WHAT IS REQUIRED: Take the line that has "balcony shown in this photograph." in it and every line after it to the end of the entries, and reproduce them exactly.

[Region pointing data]
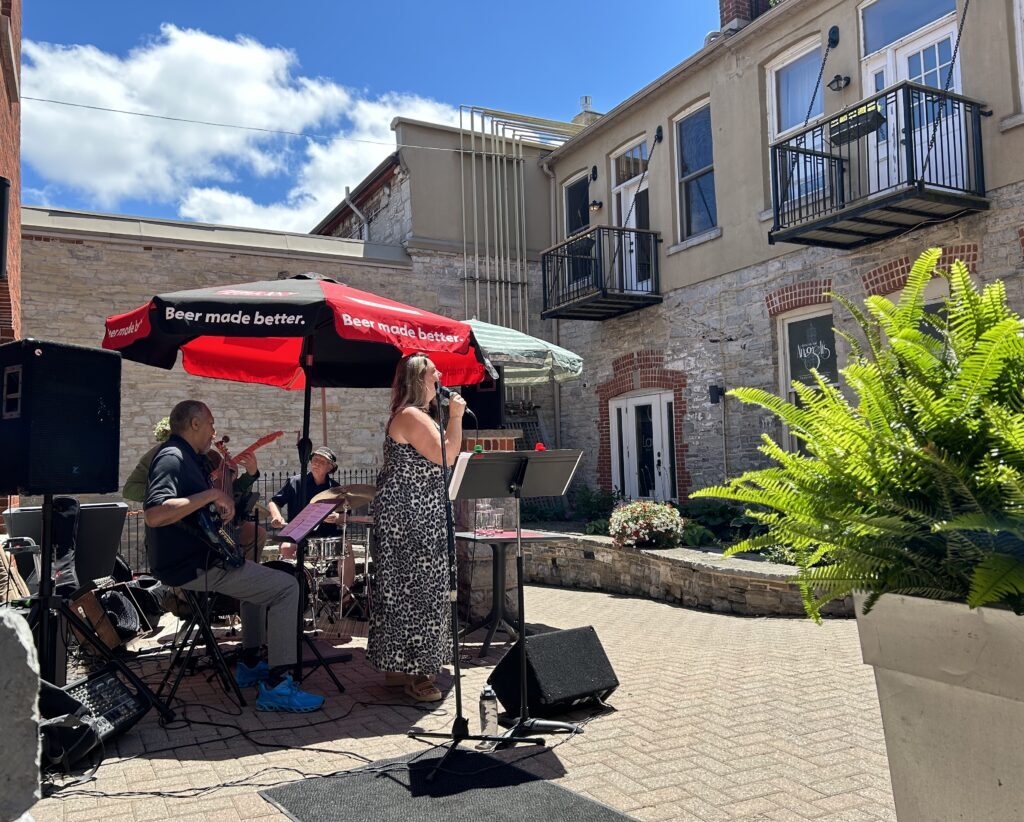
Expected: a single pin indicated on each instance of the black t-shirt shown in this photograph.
(288, 498)
(177, 553)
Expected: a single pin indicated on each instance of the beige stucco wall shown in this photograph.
(730, 75)
(440, 176)
(75, 278)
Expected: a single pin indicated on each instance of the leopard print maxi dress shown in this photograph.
(410, 622)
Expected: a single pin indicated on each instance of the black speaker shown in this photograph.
(59, 418)
(563, 668)
(487, 401)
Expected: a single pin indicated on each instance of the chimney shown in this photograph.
(737, 13)
(587, 114)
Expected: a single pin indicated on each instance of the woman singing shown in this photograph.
(410, 626)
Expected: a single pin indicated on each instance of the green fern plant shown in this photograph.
(915, 484)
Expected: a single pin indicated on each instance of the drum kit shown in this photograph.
(332, 587)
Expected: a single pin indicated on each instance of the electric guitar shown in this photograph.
(220, 536)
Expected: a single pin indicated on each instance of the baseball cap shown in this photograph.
(328, 455)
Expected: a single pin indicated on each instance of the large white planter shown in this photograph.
(950, 685)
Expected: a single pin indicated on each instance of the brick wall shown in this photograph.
(10, 147)
(891, 276)
(812, 292)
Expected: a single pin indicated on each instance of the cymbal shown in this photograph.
(355, 494)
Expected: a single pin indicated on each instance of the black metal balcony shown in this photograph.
(907, 156)
(600, 273)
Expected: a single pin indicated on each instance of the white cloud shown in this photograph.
(203, 170)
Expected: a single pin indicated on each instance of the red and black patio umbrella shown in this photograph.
(293, 334)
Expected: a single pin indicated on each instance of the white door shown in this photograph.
(643, 446)
(633, 256)
(923, 57)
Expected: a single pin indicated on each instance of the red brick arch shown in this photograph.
(810, 292)
(642, 370)
(891, 276)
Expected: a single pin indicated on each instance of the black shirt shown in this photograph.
(289, 496)
(177, 553)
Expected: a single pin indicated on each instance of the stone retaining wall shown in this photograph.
(690, 577)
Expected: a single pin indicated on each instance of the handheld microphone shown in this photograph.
(445, 395)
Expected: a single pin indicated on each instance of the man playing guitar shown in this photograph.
(180, 555)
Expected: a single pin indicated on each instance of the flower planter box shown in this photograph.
(950, 684)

TASK ANSWER:
Expected: a single pin indicated on each instance of the black metal balcony shown in this photograph.
(907, 156)
(600, 273)
Expected: a single pin indicated on each instance of the white cloud shown in this photograph.
(203, 170)
Expected: a single pin indicated on each instance of the red and black patio umbrella shown in this photograph.
(293, 334)
Expected: a single pin indicated on each instance of the white door shown in this photograph.
(643, 446)
(633, 256)
(923, 57)
Expected: a single pin indicated on each instance of the red brick arch shown in this photograph.
(810, 292)
(642, 370)
(891, 276)
Expected: a single pin indicated on each instance of the black shirt shown in this photograph.
(289, 496)
(177, 553)
Expected: a single pin indicated on each instance of the stone retaining wall shown in this photograph.
(690, 577)
Expected: a single pin indicated on each instance of the handheld microphone shown in this photograph.
(445, 395)
Expected: a single pin indicated on each instance of the man playing guitar shown in this photograph.
(180, 555)
Expected: a single pin indicated on each instance of the flower planter box shown in this photograph.
(950, 684)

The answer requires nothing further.